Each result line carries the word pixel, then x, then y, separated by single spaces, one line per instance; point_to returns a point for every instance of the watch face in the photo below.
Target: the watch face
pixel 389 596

...

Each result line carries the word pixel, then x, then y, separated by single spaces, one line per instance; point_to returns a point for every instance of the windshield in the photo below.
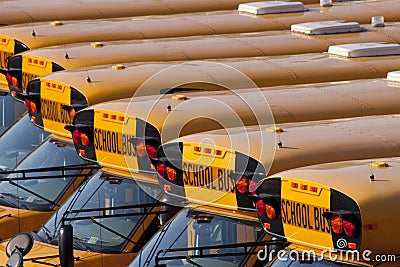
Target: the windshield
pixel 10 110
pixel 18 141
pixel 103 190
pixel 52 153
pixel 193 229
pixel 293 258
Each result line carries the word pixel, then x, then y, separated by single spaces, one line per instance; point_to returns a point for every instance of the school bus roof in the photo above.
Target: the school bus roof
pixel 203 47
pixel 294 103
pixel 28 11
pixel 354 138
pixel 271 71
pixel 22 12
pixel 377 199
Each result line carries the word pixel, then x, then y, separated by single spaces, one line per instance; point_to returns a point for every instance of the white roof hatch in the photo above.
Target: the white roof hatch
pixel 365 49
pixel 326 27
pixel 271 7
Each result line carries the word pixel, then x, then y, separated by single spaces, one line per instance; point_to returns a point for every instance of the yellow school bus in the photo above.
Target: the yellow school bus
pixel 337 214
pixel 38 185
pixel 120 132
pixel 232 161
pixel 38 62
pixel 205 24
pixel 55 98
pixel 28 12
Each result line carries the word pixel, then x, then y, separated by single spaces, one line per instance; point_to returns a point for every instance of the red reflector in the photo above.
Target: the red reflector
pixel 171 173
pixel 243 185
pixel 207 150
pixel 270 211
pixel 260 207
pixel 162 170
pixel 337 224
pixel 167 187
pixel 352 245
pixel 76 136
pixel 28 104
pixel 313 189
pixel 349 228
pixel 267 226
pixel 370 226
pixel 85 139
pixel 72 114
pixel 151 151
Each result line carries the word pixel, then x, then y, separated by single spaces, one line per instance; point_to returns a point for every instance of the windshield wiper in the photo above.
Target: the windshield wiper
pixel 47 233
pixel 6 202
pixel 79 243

...

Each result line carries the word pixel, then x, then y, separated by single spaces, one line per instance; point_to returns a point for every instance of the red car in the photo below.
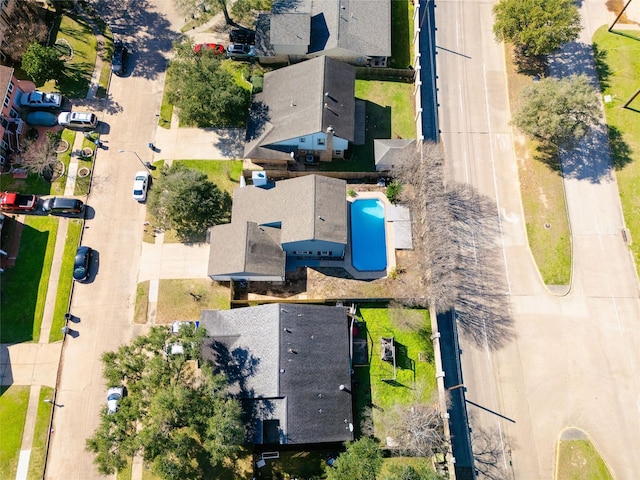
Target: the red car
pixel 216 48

**WORK INSTRUCTIONS**
Look over the records. Copy the lines that include the word "above".

**SOLUTION TO THIS EXERCISE**
Each result line carries the word pixel, then x, then y, separated by single spaces, one line per instance; point_to returns a point for every instance of the school bus roof in the photo above.
Each result line carries the word pixel, then x, then y, separated by single spaces, one line per instance; point_to returns a point for every instance of the white roof hatch in the photo above.
Each result line carries the word pixel, then x, then y, separated by single spaces, one line per instance; point_to returns a point for every instance of the yellow school bus in the photo above.
Each result line carries the word pixel, then x, then y, separated by single spaces, one line per instance; point_to returns a point for every instance of the red reflector in the photo above.
Each result line carries the word pixel, then x, then y, separated by single spaces, one line per instance; point_to returns a point for every instance of the windshield wiper in the photo above.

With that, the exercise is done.